(Coordinate labeling data)
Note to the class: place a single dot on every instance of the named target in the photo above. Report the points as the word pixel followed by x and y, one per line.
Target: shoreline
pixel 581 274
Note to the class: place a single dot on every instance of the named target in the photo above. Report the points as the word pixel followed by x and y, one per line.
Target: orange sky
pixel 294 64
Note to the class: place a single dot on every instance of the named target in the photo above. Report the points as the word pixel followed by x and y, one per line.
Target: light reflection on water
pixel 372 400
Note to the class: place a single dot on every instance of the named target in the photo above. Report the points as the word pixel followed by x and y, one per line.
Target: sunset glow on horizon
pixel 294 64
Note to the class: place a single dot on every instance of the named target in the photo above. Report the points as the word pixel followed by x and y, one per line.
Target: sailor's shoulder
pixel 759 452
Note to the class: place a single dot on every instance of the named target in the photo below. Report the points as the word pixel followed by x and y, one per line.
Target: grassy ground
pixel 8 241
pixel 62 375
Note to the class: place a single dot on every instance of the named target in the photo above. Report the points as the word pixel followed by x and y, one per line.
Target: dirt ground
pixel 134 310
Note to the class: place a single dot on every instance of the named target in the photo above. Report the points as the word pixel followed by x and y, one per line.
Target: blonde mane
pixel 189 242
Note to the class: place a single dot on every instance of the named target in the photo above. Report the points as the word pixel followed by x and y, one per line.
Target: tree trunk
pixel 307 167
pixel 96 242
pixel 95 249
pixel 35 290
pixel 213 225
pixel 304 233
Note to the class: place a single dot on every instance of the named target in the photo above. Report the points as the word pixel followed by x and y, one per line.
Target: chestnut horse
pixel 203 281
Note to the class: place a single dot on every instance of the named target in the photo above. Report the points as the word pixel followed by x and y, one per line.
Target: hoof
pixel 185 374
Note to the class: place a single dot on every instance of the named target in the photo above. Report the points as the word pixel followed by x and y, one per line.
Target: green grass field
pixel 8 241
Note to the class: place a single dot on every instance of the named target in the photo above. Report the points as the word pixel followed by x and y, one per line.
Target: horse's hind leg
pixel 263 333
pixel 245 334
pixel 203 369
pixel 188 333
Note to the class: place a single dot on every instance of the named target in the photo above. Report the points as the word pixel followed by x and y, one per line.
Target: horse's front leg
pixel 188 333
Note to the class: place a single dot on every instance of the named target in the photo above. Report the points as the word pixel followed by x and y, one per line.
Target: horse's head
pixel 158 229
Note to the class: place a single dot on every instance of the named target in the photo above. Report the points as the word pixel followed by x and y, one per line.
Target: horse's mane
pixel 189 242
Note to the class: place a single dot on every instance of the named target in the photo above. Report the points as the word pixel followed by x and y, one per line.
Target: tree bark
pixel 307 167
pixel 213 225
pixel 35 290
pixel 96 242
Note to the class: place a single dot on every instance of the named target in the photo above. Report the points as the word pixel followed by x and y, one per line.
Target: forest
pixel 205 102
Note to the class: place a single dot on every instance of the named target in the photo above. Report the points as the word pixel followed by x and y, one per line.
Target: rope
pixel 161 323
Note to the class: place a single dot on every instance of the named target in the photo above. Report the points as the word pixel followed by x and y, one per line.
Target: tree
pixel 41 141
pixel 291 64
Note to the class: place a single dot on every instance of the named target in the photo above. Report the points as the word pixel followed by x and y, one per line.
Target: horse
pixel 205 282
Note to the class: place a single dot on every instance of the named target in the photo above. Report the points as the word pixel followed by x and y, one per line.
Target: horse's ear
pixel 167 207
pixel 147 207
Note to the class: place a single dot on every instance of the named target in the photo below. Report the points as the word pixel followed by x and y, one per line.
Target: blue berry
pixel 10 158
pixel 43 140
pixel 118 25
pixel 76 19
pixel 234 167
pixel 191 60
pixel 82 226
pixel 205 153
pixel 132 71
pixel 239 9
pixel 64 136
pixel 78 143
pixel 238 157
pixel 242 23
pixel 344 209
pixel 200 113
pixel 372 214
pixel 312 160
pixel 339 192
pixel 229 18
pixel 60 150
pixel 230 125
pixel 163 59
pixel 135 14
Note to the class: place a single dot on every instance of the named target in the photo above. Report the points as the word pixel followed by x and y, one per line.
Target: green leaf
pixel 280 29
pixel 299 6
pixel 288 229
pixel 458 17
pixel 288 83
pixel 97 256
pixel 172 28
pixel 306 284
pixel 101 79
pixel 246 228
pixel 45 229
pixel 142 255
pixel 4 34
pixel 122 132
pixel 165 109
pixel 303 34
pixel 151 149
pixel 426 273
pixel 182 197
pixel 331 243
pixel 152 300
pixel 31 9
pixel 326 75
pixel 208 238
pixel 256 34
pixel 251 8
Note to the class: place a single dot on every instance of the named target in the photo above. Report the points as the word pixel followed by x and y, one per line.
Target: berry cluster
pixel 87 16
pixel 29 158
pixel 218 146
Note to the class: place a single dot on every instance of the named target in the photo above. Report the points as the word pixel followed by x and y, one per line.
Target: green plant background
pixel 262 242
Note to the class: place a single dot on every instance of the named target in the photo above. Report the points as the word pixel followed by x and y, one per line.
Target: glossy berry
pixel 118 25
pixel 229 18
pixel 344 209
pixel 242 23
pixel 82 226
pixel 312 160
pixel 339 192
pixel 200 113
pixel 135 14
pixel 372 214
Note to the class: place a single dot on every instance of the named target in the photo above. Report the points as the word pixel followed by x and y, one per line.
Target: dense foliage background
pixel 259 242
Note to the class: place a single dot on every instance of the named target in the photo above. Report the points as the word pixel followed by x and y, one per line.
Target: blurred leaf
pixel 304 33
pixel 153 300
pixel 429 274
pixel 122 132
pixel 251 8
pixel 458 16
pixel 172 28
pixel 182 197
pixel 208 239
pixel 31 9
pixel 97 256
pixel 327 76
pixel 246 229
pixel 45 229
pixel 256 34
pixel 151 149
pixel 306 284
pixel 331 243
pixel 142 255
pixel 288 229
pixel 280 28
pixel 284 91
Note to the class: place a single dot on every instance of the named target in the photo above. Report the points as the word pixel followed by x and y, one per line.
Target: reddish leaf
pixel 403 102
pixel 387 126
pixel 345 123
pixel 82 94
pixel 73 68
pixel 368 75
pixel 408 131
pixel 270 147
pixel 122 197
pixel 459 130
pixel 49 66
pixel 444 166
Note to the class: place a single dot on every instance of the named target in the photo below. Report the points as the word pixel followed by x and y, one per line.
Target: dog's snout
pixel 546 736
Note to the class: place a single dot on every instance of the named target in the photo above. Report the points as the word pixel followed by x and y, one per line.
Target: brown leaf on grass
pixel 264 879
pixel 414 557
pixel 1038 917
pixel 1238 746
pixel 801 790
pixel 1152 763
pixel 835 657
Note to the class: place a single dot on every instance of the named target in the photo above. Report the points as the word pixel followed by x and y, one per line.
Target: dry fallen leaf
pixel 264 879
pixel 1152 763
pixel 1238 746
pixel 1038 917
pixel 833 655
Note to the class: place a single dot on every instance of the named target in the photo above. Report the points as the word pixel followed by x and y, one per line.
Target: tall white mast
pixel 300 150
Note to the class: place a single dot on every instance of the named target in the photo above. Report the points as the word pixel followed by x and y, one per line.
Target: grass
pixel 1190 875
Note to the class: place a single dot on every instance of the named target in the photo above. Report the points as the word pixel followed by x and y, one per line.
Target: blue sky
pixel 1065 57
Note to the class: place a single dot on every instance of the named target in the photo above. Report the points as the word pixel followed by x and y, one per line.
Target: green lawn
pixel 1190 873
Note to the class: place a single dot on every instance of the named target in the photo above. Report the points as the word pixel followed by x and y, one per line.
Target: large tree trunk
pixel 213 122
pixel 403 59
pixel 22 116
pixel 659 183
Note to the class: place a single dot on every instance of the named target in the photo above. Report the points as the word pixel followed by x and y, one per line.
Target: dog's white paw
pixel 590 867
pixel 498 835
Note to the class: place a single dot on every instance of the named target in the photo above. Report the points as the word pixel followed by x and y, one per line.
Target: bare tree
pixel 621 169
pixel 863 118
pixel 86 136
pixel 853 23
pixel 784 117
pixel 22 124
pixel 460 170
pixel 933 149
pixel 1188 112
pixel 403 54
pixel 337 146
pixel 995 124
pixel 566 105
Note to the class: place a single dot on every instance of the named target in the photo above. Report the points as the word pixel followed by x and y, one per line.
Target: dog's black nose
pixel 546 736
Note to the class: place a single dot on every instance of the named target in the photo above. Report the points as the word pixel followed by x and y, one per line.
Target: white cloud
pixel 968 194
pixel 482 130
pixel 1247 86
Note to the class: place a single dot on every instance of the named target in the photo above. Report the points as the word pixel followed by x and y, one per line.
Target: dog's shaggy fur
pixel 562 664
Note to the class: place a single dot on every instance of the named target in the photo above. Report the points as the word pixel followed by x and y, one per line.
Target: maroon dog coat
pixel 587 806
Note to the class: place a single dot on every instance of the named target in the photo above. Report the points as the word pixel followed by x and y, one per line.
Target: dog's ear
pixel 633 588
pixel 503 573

# [Instructions to follow]
Count the lines in the items above that contain the word "trunk". Give only the number.

# [Result]
2